Problem requirements:
According to the interview with Jay Holmes, about how many tax returns did he and John complete during their first tax season?

Selection:
How to Shift Your CPA Firm to Operate in the 21st Century, the Jay Holmes Interview
In today’s new Grow Your Firm interview, we dive into the story of Jay Holmes, owner of CPA firm Blueback Accounting, who learned how to shift his CPA firm to operate in the 21st century.
In this episode, we explore:
- Why You Would Want to Leave a Traditional CPA Firm
- Why the Billable Hour Model Does Not Work
- Change the Way You Do Business
- Focus on Quality and Not Quantity
Why Leave The Traditional CPA Firm?
Jay worked at a mid-size, traditional accounting firm and saw the “writing on the walls” as the saying goes.
He disagreed with how the management ran the firm and about their work expectations. So he stopped putting in the hours, and consequently departed from the firm in 2010.
In 2011, Jay found himself in his living room, starting his own firm.
Jay admitted that his former world burnt him out by the “nonsense” of always having to think of budgeted and billable hours.
Jay’s friend and former coworker, John, called him up to see if he could join his business endeavor. John, too, believed in a different and fresh way to do businesses as an independent CPA firm. He wanted to learn how to shift the CPA firm to operate in the 21st century and work towards building a profitable business.
So Jay and John began the work to start winning business.
“We needed clients, so we got a phone book and started going through it cold calling. We called 20 business a day, and that lasted 2 days.” Every person rejected them and so Jay said, “forget it. “
Their business was slow in the summer and the fall. Joining a few business networking groups is what turned the pace around in winning clients.
During the first tax season, they completed approximately 60 tax returns, most of which came from the networking group.

Data:
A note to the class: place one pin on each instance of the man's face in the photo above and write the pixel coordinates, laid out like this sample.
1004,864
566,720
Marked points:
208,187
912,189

Task response:
Approximately 60 tax returns.